_Requirements_.
Could you copy out each of the records below word for word, leaving every line unchanged?

_Records provided_.
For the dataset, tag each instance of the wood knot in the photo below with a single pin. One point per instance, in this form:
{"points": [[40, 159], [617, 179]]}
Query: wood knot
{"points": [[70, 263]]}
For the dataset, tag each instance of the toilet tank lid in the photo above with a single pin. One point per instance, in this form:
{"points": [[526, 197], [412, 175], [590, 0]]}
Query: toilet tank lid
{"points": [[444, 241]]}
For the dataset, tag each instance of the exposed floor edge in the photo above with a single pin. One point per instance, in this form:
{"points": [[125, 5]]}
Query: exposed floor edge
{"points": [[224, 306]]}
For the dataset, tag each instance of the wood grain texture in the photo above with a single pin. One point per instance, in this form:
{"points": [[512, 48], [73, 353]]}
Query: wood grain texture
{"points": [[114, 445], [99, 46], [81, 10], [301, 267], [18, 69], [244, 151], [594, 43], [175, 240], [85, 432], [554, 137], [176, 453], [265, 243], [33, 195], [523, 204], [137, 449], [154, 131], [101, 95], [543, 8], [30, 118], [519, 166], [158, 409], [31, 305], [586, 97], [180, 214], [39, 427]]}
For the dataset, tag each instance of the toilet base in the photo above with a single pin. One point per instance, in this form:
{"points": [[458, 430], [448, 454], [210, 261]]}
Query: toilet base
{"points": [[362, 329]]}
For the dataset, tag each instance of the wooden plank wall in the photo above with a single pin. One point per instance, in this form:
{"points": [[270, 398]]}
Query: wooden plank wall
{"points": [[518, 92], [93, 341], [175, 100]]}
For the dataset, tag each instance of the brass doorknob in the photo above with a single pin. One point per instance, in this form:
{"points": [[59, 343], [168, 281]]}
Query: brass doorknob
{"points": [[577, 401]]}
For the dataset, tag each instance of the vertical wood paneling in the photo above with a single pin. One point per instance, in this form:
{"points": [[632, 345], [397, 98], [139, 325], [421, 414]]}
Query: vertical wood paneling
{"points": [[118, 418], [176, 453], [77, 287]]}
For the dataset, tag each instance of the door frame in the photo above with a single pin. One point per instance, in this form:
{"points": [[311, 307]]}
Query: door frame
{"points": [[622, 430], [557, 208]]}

_Solved exercise_.
For the dataset, tag each instance of the wood knot in the photo below with a single pin. One point per instance, in this form:
{"points": [[40, 159], [617, 179]]}
Query: wood knot
{"points": [[70, 263]]}
For the dataset, tag each instance of the toilet tank lid in the photo above with a single pin. One point per instance, in this form:
{"points": [[526, 197], [412, 175], [590, 0]]}
Query: toilet tank lid
{"points": [[444, 241]]}
For the dataset, tag each instance of the exposed floor edge in the photo above with a single pin. One point per instance, in this form:
{"points": [[125, 5]]}
Query: exposed floor edge
{"points": [[224, 306]]}
For the dataset, tag each instance of the wood grain texture in the photo above with a single pin. One point per instance, in this form:
{"points": [[512, 48], [73, 353]]}
Query: wood grain texture
{"points": [[114, 445], [99, 46], [81, 10], [301, 267], [18, 69], [244, 151], [594, 43], [175, 240], [85, 432], [554, 137], [176, 453], [265, 243], [33, 195], [523, 204], [137, 449], [154, 131], [101, 95], [543, 8], [30, 118], [519, 166], [158, 409], [31, 305], [586, 97], [180, 214], [39, 427]]}
For the dataset, tag each instance of the toilet base in the photo above with a single pin. One point per instance, in this form:
{"points": [[458, 430], [448, 454], [210, 261]]}
Query: toilet base
{"points": [[362, 329]]}
For the dataset, tag each instance of the wooden plank wall in the photo above with a single pin. One point per instance, in this form:
{"points": [[270, 398]]}
Query: wooden plank wall
{"points": [[518, 92], [93, 341], [175, 100]]}
For the dataset, tag each instance of the brass doorknob in the photo above with a single pin. One point per instance, in this form:
{"points": [[59, 343], [168, 281]]}
Query: brass doorknob
{"points": [[577, 401]]}
For the dataset, tag each instance of the vertical wood paneling in the photo above with a single pin. One point per instance, in this form:
{"points": [[632, 345], [397, 98], [139, 325], [421, 414]]}
Query: vertical wood paneling
{"points": [[118, 418], [176, 453], [77, 287]]}
For the dataset, tag each instance of the door frame in the photo above with a single pin. One point per instance, in this form:
{"points": [[311, 307]]}
Query: door frame
{"points": [[622, 430], [557, 208]]}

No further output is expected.